Teks yang Dikaji:
-----
Miris, 70% Pasien Kanker Payudara Terdiagnosis saat Stadium Lanjut
- https://news.ubc.ca/
VIVA – Indonesia masih menghadapi krisis dokter spesialis. Head of Partnership Docquity Indonesia, dr. Karina Andini mengungkapkan, spesialis bedah onkologi yang menangani kasus untuk kanker payudara saat ini, jumlahnya hanya ada 217 orang di Indonesia.
Sementara untuk dokter spesialis penyakit dalam konsultan hematologi medik, jumlahnya hanya 139 orang, demikian menurut data ter-update tahun 2021.
"Dibandingkan jumlah penduduk Indonesia yang 272 juta orang, maka satu orang dokter akan menangani 1,2 juta pasien. Bayangkan, betapa tidak idealnya perbandingan antara jumlah dokter dengan jumlah manusia di Indonesia," ujar dr. Karina saat webinar peluncuran Breast Cancer Experts Network (BCEN), yang digelar Roche dan Docquity, Selasa 2 November 2021.
Karina menambahkan, tantangan tersebut ditambah lagi dengan penyebaran dokter yang kurang merata. Rata-rata, dokter spesialis akan lebih banyak terpusat di kota-kota besar, terutama di Pulau Jawa dan Bali.
"Sementara di pulau-pulau lainnya di Indonesia, jumlahnya hanya ada dalam hitungan 2 tangan saja atau bahkan kurang," ungkap dia.
Menurut Karina, kondisi inilah yang menyebabkan sebagian besar pasien kanker payudara di Indonesia, datang ke fasilitas kesehatan ketika sudah terdiagnosis pada stadium lanjut.
"Saya mendapatkan data ini dari Instalasi Deteksi Dini RS. Kanker Dharmais. Di mana 70 persen kanker payudara yang datang di Indonesia itu terdiagnosis di stadium 3B. Dan jumlah pasien kanker payudara di Indonesia per tahun 2020 lalu yang sudah terdiagnosis adalah 65 ribu," jelasnya.
Karina beranggapan, kondisi ini menggambarkan fenomena puncak gunung es, di mana kemungkinan besar masih banyak pasien kanker payudara yang tidak terdeteksi pada tahap-tahap awal.
"Pada saat pasien datang dalam stadium yang sudah lanjut, hal ini akan berdampak pada penanganan yang kurang maksimal atau kurang optimal, sehingga menimbulkan tingginya angka kematian dan rendahnya angka kesintasan," tutur dr. Karina Andini.
-----
Data Tercatat:
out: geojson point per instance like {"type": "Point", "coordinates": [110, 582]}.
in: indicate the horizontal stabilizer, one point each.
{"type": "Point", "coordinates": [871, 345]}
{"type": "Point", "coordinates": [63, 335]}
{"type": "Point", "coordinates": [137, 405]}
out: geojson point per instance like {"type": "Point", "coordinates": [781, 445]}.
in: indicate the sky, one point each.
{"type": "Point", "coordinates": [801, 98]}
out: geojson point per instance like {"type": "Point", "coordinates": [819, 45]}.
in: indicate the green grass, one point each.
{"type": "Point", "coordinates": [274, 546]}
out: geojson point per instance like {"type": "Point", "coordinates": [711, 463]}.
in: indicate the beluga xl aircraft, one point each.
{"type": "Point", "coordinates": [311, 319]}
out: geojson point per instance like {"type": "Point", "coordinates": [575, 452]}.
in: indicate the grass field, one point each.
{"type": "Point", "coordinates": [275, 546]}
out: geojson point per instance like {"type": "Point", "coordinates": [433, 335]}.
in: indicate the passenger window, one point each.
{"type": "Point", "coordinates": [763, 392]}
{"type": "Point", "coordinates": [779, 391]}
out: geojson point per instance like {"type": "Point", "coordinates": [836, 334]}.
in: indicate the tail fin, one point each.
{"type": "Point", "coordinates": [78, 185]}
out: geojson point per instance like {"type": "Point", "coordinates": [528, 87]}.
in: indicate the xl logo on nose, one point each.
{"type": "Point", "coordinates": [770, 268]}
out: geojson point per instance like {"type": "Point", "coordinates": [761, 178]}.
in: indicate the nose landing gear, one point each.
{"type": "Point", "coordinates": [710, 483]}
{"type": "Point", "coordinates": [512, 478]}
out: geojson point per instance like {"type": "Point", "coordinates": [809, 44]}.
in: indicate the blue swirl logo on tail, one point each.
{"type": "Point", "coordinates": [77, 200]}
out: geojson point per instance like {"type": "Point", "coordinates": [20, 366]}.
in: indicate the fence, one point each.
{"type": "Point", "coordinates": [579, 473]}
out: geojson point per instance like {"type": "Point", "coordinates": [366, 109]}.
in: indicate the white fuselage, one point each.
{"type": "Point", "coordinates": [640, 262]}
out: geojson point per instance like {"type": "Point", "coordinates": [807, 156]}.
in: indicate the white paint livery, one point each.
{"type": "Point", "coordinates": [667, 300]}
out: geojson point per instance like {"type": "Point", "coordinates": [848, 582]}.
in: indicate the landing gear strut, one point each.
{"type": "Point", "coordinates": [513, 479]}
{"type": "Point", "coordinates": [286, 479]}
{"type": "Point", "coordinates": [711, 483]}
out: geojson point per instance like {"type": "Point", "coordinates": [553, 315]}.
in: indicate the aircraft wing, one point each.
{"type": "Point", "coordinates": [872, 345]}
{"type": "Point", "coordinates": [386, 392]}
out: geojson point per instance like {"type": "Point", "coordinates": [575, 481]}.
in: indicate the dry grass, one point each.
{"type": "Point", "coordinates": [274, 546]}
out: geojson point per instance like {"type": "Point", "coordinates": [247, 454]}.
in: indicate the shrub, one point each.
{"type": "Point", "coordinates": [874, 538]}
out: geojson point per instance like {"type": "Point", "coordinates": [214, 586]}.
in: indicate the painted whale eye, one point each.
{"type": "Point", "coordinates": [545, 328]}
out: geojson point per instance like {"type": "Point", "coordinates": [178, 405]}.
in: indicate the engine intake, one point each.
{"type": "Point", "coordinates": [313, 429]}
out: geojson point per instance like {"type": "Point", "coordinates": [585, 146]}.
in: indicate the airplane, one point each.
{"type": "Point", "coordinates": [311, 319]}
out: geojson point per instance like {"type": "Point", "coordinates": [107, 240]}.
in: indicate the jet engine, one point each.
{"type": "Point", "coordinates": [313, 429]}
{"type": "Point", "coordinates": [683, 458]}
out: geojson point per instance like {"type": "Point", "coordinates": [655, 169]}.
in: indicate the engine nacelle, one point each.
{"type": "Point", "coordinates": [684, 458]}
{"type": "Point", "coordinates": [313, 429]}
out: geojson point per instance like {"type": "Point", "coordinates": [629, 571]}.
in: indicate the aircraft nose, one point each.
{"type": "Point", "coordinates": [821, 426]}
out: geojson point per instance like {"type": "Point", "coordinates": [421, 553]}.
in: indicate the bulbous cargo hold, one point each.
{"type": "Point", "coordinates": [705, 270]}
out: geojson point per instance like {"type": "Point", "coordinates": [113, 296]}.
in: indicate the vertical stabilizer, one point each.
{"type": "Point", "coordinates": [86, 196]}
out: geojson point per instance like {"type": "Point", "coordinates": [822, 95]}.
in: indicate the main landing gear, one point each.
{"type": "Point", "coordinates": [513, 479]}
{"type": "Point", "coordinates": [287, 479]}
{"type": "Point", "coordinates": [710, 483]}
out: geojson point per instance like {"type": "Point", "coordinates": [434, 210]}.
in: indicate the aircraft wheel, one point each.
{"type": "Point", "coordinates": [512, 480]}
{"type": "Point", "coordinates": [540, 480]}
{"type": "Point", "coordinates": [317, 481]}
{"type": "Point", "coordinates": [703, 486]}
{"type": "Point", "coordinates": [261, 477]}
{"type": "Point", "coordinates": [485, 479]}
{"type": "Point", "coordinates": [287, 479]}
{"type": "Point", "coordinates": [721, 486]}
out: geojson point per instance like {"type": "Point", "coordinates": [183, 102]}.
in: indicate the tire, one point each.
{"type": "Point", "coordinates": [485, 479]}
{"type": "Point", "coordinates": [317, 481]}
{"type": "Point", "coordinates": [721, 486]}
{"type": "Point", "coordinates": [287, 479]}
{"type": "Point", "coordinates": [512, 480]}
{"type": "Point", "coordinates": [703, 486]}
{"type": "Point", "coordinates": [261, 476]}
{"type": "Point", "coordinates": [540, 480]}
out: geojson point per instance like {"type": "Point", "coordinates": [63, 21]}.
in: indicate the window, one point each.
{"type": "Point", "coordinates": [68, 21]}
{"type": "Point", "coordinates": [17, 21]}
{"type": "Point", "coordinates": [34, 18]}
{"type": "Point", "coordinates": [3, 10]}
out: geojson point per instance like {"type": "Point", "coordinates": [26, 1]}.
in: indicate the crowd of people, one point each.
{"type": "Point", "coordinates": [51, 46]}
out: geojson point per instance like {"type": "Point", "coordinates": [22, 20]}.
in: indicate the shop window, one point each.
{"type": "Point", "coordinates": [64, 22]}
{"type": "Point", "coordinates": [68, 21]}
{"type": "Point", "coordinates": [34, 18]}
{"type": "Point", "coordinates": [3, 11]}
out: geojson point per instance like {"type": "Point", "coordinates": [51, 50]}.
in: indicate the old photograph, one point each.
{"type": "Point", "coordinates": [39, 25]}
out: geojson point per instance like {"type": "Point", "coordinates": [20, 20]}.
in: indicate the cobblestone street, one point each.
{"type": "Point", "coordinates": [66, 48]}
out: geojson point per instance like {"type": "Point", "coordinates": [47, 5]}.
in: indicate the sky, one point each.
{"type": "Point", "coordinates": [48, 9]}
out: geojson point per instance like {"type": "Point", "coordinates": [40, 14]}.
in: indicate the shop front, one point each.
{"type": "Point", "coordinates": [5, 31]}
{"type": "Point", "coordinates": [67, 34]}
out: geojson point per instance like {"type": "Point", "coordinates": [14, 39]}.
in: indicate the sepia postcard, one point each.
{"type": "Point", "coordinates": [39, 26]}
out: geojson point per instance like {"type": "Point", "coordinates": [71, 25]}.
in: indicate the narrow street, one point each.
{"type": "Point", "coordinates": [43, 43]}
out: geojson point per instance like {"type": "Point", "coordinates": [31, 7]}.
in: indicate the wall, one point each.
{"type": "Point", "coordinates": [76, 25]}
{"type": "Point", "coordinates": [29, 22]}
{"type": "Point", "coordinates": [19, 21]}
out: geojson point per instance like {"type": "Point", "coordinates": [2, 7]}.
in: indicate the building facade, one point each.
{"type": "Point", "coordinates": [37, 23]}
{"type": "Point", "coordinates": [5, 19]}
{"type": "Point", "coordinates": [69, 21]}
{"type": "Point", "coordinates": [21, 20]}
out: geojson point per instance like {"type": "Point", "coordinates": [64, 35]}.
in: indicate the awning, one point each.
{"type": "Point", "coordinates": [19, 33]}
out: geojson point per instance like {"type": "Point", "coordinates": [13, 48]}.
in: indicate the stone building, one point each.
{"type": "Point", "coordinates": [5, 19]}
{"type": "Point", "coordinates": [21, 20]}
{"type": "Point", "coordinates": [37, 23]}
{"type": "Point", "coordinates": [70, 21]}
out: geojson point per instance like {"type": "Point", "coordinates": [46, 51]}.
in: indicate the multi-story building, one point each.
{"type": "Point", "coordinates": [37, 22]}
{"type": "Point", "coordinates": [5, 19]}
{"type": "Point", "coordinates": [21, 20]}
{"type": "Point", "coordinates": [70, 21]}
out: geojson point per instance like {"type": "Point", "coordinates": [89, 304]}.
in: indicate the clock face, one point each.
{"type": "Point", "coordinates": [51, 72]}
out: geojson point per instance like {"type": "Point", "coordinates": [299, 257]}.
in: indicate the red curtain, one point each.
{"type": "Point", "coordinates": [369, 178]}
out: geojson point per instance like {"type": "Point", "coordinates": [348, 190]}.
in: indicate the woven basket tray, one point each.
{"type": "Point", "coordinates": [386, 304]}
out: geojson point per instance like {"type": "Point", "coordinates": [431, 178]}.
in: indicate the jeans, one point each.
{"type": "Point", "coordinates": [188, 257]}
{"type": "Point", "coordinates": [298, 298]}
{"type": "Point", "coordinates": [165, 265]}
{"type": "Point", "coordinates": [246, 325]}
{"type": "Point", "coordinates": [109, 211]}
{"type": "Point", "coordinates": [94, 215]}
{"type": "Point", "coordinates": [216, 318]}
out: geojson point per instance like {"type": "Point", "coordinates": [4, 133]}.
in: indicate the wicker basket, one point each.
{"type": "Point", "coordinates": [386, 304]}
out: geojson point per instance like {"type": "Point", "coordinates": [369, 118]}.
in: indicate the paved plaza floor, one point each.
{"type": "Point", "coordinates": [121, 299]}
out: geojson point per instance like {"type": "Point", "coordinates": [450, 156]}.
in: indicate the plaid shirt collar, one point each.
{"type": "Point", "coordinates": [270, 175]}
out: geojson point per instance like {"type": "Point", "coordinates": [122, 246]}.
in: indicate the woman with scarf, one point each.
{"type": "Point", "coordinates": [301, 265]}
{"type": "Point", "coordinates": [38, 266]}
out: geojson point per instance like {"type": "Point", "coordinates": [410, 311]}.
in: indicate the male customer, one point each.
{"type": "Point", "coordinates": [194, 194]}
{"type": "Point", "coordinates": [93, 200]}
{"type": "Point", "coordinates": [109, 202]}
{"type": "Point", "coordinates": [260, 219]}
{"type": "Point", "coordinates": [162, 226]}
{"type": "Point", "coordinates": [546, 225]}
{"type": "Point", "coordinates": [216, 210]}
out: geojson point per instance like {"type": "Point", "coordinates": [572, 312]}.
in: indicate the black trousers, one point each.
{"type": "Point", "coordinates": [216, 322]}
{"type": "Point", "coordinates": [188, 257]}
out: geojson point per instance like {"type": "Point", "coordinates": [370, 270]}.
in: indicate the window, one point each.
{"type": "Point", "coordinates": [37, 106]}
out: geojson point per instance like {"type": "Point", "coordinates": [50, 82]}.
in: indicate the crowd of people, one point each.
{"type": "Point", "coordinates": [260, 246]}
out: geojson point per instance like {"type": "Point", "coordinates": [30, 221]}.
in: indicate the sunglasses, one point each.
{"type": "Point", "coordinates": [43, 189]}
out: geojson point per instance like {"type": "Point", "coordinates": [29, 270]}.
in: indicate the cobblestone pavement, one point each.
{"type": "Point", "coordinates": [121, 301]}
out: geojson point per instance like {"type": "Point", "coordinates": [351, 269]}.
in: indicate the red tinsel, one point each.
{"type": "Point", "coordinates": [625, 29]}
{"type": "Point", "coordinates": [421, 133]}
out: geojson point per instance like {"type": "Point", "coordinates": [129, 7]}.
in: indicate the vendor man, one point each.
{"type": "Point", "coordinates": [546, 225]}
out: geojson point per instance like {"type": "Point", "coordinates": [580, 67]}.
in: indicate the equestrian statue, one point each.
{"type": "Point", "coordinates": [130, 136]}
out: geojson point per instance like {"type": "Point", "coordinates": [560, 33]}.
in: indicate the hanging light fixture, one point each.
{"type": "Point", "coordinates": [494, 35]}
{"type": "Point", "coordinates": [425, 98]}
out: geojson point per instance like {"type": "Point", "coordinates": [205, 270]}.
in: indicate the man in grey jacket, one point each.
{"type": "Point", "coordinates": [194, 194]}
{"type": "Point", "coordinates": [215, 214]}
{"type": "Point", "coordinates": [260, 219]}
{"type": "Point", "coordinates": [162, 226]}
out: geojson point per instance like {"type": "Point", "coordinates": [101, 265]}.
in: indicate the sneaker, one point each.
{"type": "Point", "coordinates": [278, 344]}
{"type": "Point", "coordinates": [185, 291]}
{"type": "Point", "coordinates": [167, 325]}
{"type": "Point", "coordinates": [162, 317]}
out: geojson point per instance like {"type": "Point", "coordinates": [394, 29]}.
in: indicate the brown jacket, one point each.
-----
Tujuan Tugas: Silakan tentukan apakah tiap pernyataan berikut sesuai dengan teks yang dikaji di atas, lalu jawab ya atau tidak disertai kutipan persis kata-kata penentunya dari teks. (a) Spesialis bedah onkologi yang menangani kanker payudara di Indonesia berjumlah 217 orang. (b) Dokter spesialis tersebar merata di seluruh pulau di Indonesia. (c) Pada tahun 2020, jumlah pasien kanker payudara di Indonesia yang sudah terdiagnosis adalah 65 ribu.

Jawaban Tertulis:
(a) Ya: "spesialis bedah onkologi yang menangani kasus untuk kanker payudara saat ini, jumlahnya hanya ada 217 orang di Indonesia"
(b) Tidak: "tantangan tersebut ditambah lagi dengan penyebaran dokter yang kurang merata"
(c) Ya: "jumlah pasien kanker payudara di Indonesia per tahun 2020 lalu yang sudah terdiagnosis adalah 65 ribu"